[Stored items from a collection]
··········
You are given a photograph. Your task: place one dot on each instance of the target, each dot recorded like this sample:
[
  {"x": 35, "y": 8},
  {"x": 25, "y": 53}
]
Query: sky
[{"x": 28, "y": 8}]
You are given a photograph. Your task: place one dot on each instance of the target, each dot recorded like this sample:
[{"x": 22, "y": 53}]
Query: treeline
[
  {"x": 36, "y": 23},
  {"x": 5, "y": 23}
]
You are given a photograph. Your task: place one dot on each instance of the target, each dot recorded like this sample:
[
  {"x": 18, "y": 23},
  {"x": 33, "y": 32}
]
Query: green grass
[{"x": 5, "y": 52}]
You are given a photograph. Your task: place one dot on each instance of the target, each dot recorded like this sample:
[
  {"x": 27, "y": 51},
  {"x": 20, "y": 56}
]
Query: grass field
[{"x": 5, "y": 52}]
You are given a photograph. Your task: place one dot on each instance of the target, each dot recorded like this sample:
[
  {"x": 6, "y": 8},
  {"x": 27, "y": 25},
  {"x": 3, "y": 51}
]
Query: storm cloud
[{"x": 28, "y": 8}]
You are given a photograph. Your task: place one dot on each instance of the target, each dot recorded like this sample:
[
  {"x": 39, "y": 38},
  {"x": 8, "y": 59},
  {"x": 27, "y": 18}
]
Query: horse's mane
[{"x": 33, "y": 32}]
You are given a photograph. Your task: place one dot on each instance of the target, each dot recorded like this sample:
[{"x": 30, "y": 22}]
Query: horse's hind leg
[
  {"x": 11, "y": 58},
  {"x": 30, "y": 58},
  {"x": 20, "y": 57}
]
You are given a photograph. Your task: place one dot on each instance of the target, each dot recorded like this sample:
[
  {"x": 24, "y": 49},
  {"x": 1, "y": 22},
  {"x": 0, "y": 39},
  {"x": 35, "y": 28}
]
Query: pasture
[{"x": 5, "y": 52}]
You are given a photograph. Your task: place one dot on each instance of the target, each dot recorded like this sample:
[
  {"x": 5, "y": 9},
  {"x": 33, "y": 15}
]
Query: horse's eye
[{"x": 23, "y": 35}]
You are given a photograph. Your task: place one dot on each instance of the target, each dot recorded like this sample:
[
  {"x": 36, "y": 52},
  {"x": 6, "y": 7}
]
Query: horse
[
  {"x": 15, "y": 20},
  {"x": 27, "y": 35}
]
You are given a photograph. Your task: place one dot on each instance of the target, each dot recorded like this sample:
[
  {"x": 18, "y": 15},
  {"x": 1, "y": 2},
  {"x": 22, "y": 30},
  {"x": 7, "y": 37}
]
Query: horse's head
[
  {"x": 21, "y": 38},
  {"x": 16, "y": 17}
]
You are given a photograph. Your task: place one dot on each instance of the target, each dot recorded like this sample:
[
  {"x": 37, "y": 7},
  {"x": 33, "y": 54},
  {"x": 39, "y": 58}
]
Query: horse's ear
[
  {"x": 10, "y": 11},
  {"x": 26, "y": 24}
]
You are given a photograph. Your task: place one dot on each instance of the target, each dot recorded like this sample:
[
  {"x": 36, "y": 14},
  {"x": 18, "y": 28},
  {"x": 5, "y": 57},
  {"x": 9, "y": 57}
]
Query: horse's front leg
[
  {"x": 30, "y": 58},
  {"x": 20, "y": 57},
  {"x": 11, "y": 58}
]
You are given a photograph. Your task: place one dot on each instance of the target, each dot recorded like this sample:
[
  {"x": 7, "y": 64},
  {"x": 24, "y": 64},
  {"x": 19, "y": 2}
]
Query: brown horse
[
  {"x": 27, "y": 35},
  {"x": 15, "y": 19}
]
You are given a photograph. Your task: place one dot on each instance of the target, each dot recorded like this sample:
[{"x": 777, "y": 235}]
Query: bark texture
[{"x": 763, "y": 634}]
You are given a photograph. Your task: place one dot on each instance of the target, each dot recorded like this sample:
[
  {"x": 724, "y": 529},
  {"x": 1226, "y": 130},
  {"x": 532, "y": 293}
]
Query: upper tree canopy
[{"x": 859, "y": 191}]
··········
*About this exercise:*
Retype the data exactly as given.

*Response to the exercise:*
You are given a photograph. Your task: place one dot on each instance of the target, each dot recorded like this sample:
[
  {"x": 35, "y": 8},
  {"x": 25, "y": 53}
]
Query: sky
[{"x": 28, "y": 8}]
You are given a photograph. Your task: place one dot on each instance of the target, each dot recorded like this sample:
[{"x": 22, "y": 53}]
Query: treeline
[
  {"x": 36, "y": 23},
  {"x": 5, "y": 23}
]
You are given a photograph. Your task: place one dot on each instance of the target, each dot recorded like this sample:
[
  {"x": 18, "y": 23},
  {"x": 33, "y": 32}
]
Query: green grass
[{"x": 5, "y": 52}]
You are given a photograph. Your task: place one dot on each instance of the target, each dot recorded like this sample:
[
  {"x": 27, "y": 51},
  {"x": 20, "y": 56}
]
Query: grass field
[{"x": 5, "y": 52}]
You are given a photograph. Your task: place one dot on each instance of the target, each dot recorded like this sample:
[
  {"x": 6, "y": 8},
  {"x": 27, "y": 25},
  {"x": 3, "y": 51}
]
Query: storm cloud
[{"x": 28, "y": 8}]
You are given a photograph. Your task: place one dot on each instance of the target, each dot recorded like this sample:
[
  {"x": 39, "y": 38},
  {"x": 8, "y": 59},
  {"x": 27, "y": 18}
]
Query: horse's mane
[{"x": 33, "y": 32}]
You are given a photograph. Your task: place one dot on each instance of the target, each dot recorded like this sample:
[{"x": 30, "y": 22}]
Query: horse's hind leg
[
  {"x": 11, "y": 58},
  {"x": 30, "y": 58},
  {"x": 20, "y": 57}
]
You are given a photograph. Your task: place one dot on each instance of the target, each dot recorded like this sample:
[
  {"x": 24, "y": 49},
  {"x": 1, "y": 22},
  {"x": 0, "y": 39},
  {"x": 35, "y": 28}
]
Query: pasture
[{"x": 5, "y": 52}]
You are given a photograph. Your task: place one dot on each instance of the target, each dot recorded like this sample:
[
  {"x": 5, "y": 9},
  {"x": 33, "y": 15}
]
Query: horse's eye
[{"x": 23, "y": 35}]
You are given a photograph. Your task: place one dot on each instance of the target, each dot recorded like this sample:
[
  {"x": 36, "y": 52},
  {"x": 6, "y": 7}
]
Query: horse
[
  {"x": 15, "y": 20},
  {"x": 27, "y": 35}
]
You are given a photograph. Your task: place one dot on each instance of the target, each dot recorded like this sample:
[
  {"x": 18, "y": 15},
  {"x": 1, "y": 2},
  {"x": 22, "y": 30},
  {"x": 7, "y": 37}
]
Query: horse's head
[
  {"x": 21, "y": 38},
  {"x": 16, "y": 17}
]
You are given a photograph. Your task: place one dot on each instance of the target, each dot recorded like this sample:
[
  {"x": 37, "y": 7},
  {"x": 33, "y": 54},
  {"x": 39, "y": 58}
]
Query: horse's ear
[
  {"x": 10, "y": 11},
  {"x": 26, "y": 24}
]
You are given a photograph. Your task: place one dot on each instance of the target, each dot recorded like this sample:
[
  {"x": 36, "y": 14},
  {"x": 18, "y": 28},
  {"x": 5, "y": 57},
  {"x": 9, "y": 57}
]
Query: horse's front leg
[
  {"x": 30, "y": 58},
  {"x": 20, "y": 57},
  {"x": 11, "y": 58}
]
You are given a photograph. Your task: place one dot on each instance of the target, each dot recorded like this sample:
[
  {"x": 7, "y": 64},
  {"x": 24, "y": 64},
  {"x": 19, "y": 2}
]
Query: brown horse
[
  {"x": 27, "y": 35},
  {"x": 15, "y": 19}
]
You are given a photograph. Your task: place one dot on each instance of the target, each dot recorded like this sample:
[{"x": 777, "y": 235}]
Query: bark texture
[{"x": 763, "y": 634}]
You are given a photograph. Your task: place one dot on each instance of the target, each dot recorded like this sample:
[
  {"x": 724, "y": 529},
  {"x": 1226, "y": 130},
  {"x": 532, "y": 293}
]
Query: upper tree canopy
[{"x": 859, "y": 191}]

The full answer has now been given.